◆ **Consigne**:
Répondez aux questions suivantes sur le texte consacré aux réclamations des tiers aux P & I Clubs :
(a) Quelle instance a jugé que l'action directe contre les P & I Clubs était impossible en dépit du «Third Parties Act» ?
(b) Quelle loi française a instauré un droit d'action directe de la victime contre l'assureur ?
(c) Dans son arrêt du 15 juin 1981, par quelle loi la Cour d'appel de Rennes a-t-elle constaté que le contrat souscrit près du United Kingdom P & I était régi ?

◆ **Bloc de texte**:

▼

Réclamations effectuées par des tiers aux P & I Clubs

Réclamations effectuées par des tiers aux P & I Clubs

B. Les réclamations effectuées par des tiers

Afin d’examiner les demandes effectuées par les tiers, remarquons que la situation est différente en fonction des pays. Nous nous intéresserons surtout à ce qui se passe en Angleterre et en France.

En raison de la rédaction de leurs règles et plus particulièrement de la règle «Pay to be Paid», les Clubs ont toujours soutenu que les tiers n’avaient pas d’action directe contre eux.

– En Angleterre

Le «Third Parties Act» a semé le trouble dans les esprits. Il donnait un droit d’action directe aux tiers contre les assureurs de l’auteur du dommage au cas où celui-ci serait insolvable et dans certains autres cas.

Ce texte a eu des conséquences sur la manière des Clubs de gérer les réclamations lorsque la responsabilité du membre était établie et qu’il n’y avait pas d’action directe contre le Club. L’incertitude qui planait quant à l’application du «Third Parties Act» aux P & I Clubs a fait que les parties ont souvent conclu des compromis car personne n’était sûr de son droit.

Cependant, certains demandeurs ont essayé d’attaquer directement le Club pensant pouvoir écarter le règle «Pay to be Paid». Dans la décision «The Fanti», il fut jugé que les tiers pouvaient recouvrir directement du Club alors que dans la décision «Padre Island» les juges adoptèrent le point de vue contraire.

La Court of Appeal qui statua sur les deux décisions simultanément, décida que les Clubs étaient directement responsables envers les tiers et que par conséquent l’action directe était possibe.

La question fut ensuite débattue devant la chambre des Lords qui jugea que l’action directe contre les P & I Clubs était impossible en dépit du «Third Parties Act». Cette décision réaffirme la règle «Pay to be Paid» qui sert toujours de paravent aux Clubs.

– En France

La situation est beaucoup plus complexe. La loi du 13 juillet 1930, instaura comme en Angleterre, un droit d’action directe de la victime contre l’assureur. Cette règle fut consacrée par la Cour de Cassation par plusieurs arrêts. Cependant, la Cour y apporta des restrictions dès le début. C’est ainsi qu’elle précisait que le droit de la victime contre l’assureur «puise sa source et trouve sa mesure dans la convention antérieurement intervenue entre l’assureur et l’assuré.»

La Cour d’appel de Rennes dans un arrêt du 15 juin 1981 se conforma aux recommandations de la Cour de Cassation et constata que le contrat souscrit près du United Kingdom P & I était régi par la loi anglaise et que cette dernière n’admettait l’action directe que dans des cas limités et notamment en cas de faillite de l’assuré. En l’espèce, ces conditions n’étant pas remplies l’action fut déclarée irrecevable.

En 1987, la Cour de Rouen admettait l’action directe. La demande des victimes fut acueillie par la Cour car le responsable du dommage était en faillite.

L’action directe fut ensuite écartée par plusieurs décisions récentes, mais elle fut de nouveau admise par la Cour de Rouen dans un arrêt du 13 juillet 1994.

▲

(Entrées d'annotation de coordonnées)
▼

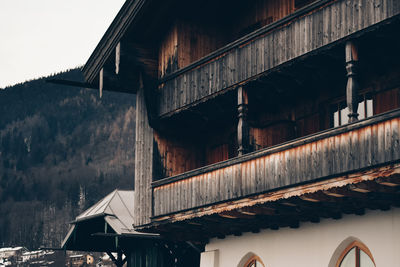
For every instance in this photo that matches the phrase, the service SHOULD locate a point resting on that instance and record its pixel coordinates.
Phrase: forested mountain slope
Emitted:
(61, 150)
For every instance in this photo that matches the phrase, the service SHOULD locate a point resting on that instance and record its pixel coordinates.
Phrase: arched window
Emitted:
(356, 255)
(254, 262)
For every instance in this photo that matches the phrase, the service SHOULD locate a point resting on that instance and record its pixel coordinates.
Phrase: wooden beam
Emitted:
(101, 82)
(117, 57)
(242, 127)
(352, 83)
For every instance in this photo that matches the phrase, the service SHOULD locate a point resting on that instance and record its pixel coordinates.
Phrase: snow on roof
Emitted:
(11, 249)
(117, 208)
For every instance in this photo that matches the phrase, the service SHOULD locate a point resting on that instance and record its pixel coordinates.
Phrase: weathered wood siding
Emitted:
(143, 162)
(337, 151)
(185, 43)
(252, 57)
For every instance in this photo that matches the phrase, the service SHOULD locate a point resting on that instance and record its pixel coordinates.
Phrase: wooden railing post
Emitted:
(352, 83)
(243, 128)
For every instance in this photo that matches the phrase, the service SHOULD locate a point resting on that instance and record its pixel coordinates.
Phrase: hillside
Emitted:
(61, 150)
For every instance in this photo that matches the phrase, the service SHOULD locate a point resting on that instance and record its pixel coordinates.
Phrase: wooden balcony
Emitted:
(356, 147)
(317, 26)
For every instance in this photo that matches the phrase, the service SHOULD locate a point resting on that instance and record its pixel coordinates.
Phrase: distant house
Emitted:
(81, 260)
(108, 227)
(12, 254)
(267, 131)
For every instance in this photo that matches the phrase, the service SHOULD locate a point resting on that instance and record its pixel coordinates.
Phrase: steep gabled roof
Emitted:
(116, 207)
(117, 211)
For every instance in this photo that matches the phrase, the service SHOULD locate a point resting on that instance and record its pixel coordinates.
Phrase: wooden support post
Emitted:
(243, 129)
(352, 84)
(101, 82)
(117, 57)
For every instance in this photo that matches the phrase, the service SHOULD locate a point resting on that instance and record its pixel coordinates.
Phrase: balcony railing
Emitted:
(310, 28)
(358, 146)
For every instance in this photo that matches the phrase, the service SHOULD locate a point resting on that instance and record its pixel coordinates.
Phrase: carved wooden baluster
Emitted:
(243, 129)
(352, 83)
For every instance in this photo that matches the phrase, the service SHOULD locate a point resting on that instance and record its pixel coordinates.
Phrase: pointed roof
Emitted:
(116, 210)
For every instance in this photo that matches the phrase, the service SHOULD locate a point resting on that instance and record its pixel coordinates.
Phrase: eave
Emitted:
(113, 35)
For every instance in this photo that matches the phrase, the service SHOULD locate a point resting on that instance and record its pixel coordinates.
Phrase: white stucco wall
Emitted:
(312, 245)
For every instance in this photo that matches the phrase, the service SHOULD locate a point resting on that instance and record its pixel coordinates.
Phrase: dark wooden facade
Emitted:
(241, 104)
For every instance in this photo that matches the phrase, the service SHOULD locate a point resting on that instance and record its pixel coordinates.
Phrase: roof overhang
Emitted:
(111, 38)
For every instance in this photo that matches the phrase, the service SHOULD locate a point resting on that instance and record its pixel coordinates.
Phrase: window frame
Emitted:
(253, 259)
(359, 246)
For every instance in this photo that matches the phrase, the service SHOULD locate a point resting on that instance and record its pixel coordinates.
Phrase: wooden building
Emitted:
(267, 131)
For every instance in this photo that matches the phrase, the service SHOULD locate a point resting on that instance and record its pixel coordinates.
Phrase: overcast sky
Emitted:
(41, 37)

▲
▼

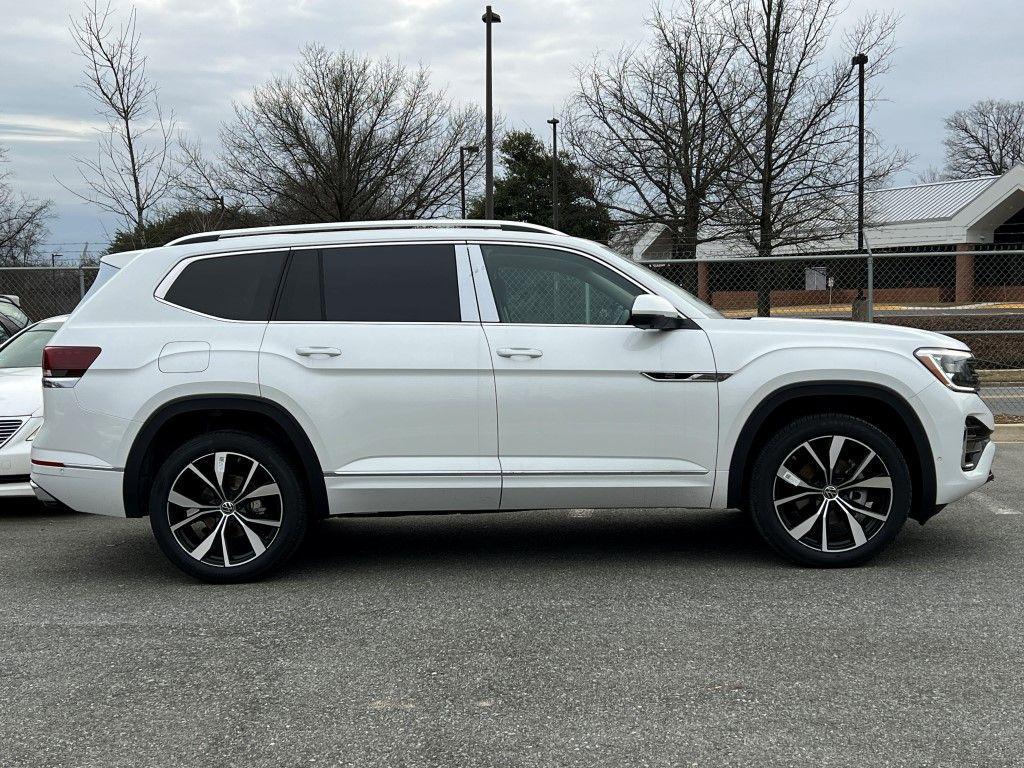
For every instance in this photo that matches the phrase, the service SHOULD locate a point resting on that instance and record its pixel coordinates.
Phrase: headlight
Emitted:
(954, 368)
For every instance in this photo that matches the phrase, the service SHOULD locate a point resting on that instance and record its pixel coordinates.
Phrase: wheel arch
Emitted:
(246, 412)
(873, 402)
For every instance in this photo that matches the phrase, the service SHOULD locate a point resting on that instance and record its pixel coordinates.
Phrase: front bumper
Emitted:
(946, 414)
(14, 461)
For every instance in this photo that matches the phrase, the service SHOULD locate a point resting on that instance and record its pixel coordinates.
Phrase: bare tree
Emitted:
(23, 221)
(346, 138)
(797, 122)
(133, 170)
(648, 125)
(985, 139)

▲
▼

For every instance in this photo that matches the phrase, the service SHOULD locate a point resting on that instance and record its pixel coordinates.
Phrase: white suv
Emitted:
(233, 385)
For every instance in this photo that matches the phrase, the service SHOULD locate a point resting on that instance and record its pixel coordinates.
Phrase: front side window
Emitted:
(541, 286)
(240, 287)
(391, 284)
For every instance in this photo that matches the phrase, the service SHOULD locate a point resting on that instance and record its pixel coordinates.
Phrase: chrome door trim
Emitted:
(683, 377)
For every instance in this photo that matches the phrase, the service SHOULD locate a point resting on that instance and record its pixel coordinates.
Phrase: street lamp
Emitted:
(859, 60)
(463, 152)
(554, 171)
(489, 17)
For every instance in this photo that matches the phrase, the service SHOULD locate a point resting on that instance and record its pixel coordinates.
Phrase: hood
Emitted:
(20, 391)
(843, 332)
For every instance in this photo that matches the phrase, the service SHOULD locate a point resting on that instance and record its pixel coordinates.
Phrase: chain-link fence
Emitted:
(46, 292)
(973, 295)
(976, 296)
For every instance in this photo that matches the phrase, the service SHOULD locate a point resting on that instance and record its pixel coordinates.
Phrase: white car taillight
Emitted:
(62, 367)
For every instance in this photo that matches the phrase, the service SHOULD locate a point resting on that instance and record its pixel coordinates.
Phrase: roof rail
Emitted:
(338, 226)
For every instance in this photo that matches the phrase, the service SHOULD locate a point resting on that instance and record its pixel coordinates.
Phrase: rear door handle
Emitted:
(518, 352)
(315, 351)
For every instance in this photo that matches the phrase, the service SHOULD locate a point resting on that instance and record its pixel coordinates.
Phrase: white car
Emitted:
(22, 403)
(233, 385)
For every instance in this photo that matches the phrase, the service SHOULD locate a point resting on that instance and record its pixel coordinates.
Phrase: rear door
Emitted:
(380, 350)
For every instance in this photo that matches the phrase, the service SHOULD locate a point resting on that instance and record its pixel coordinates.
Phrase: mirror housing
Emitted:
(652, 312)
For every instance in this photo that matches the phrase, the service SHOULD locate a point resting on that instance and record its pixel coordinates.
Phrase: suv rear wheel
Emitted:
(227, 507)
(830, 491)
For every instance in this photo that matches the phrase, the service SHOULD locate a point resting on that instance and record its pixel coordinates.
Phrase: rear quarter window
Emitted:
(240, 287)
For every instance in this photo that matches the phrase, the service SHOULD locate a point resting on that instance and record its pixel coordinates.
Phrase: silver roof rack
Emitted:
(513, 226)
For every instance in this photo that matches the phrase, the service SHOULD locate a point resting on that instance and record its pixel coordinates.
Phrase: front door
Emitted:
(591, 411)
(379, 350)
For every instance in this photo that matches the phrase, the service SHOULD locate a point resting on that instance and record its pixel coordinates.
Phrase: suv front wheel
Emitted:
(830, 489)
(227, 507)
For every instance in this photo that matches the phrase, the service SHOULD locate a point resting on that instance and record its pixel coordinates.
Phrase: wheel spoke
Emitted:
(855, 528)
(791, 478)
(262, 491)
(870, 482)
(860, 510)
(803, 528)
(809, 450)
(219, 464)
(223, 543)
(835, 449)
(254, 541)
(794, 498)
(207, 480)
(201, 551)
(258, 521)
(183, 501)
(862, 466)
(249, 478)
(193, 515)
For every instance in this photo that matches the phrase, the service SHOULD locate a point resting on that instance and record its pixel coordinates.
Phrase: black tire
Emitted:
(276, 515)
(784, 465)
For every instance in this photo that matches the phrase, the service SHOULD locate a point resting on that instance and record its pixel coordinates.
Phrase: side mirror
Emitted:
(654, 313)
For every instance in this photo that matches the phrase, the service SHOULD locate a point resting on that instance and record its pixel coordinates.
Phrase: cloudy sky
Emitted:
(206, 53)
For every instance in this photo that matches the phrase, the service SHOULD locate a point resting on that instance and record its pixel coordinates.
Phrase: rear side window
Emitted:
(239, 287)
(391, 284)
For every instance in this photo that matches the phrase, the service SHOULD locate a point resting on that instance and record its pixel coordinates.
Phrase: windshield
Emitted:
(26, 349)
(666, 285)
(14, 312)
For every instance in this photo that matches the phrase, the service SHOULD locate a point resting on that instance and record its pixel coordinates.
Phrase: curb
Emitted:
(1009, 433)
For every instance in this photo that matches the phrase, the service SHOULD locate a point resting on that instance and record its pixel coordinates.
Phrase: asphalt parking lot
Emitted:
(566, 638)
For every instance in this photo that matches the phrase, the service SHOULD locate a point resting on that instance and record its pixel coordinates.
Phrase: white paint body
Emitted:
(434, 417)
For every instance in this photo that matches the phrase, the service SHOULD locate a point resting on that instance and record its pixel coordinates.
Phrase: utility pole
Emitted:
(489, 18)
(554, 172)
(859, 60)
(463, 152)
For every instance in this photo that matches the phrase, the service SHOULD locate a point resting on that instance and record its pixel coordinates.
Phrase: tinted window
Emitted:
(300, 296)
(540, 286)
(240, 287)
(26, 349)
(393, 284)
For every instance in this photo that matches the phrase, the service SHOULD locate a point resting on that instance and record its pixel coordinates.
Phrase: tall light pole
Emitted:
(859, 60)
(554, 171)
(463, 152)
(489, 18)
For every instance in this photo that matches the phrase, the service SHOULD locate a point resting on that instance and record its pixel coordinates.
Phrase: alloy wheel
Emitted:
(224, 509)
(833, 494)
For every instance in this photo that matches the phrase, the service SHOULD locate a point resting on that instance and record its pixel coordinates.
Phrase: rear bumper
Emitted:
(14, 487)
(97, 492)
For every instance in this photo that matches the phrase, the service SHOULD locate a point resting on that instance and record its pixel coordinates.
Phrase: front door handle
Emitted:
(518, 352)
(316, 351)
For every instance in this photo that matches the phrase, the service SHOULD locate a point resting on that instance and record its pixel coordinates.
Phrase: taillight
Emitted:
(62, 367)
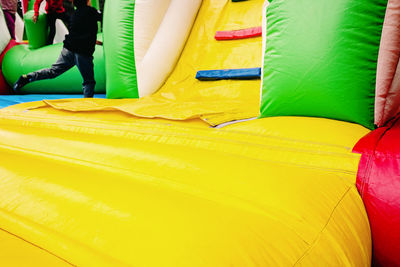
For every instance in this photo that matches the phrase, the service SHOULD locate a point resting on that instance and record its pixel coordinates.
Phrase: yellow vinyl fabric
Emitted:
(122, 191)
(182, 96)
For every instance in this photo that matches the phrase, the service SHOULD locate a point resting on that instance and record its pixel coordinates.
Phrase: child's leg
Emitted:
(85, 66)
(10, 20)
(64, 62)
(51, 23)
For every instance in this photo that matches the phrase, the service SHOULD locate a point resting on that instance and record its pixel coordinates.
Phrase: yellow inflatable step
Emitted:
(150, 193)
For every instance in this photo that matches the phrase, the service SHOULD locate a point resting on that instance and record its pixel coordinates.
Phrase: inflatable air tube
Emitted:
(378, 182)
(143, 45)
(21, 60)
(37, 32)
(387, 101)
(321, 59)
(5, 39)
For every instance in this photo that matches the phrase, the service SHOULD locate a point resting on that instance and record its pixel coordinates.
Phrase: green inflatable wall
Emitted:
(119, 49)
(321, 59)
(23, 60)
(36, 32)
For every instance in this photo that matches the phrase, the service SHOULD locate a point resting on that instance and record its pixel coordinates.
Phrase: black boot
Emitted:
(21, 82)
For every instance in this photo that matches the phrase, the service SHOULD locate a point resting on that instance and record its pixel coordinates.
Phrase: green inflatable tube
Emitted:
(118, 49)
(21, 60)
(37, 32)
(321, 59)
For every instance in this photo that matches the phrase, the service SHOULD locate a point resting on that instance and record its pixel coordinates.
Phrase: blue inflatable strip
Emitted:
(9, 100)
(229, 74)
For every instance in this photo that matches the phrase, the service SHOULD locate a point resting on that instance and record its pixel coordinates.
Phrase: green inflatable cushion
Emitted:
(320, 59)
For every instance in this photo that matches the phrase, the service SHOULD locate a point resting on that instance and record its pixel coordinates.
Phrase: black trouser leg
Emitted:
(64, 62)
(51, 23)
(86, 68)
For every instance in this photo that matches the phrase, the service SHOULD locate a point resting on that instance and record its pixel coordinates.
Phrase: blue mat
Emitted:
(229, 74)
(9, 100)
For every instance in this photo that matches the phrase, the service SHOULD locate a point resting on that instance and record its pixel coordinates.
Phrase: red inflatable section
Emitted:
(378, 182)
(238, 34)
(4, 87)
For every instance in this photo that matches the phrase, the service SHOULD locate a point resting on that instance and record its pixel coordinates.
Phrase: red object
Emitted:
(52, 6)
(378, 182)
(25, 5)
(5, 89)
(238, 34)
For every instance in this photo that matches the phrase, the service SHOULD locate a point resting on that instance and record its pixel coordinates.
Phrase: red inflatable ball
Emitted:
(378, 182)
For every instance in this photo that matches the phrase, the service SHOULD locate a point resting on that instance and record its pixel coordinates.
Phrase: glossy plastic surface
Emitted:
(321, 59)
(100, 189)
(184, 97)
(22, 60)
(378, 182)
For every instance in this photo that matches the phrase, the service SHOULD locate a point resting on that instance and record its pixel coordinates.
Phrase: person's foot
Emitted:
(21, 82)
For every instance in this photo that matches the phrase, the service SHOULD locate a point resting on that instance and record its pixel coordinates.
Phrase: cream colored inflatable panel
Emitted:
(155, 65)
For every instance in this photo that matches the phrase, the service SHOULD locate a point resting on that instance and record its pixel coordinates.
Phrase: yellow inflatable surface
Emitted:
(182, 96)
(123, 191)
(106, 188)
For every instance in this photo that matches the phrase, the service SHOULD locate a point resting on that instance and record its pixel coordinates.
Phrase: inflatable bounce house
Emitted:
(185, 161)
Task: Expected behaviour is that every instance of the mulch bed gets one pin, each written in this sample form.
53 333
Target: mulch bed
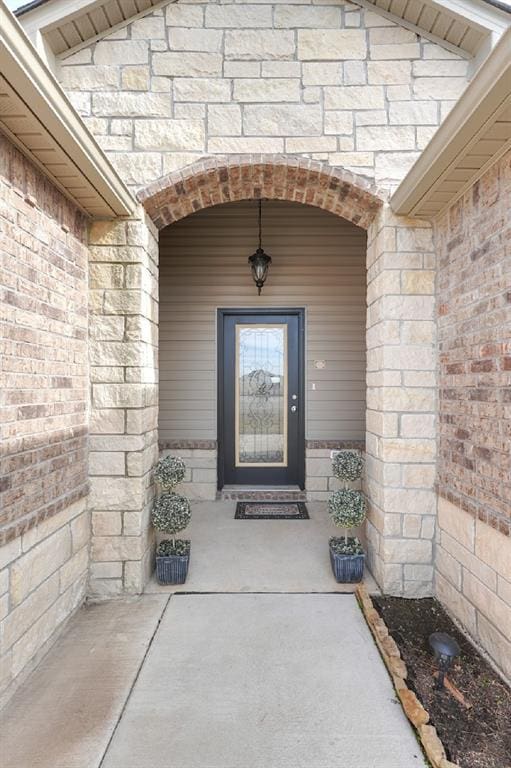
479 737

▲

◆ **Réponse attendue**:
(a) La chambre des Lords.
(b) La loi du 13 juillet 1930.
(c) Par la loi anglaise.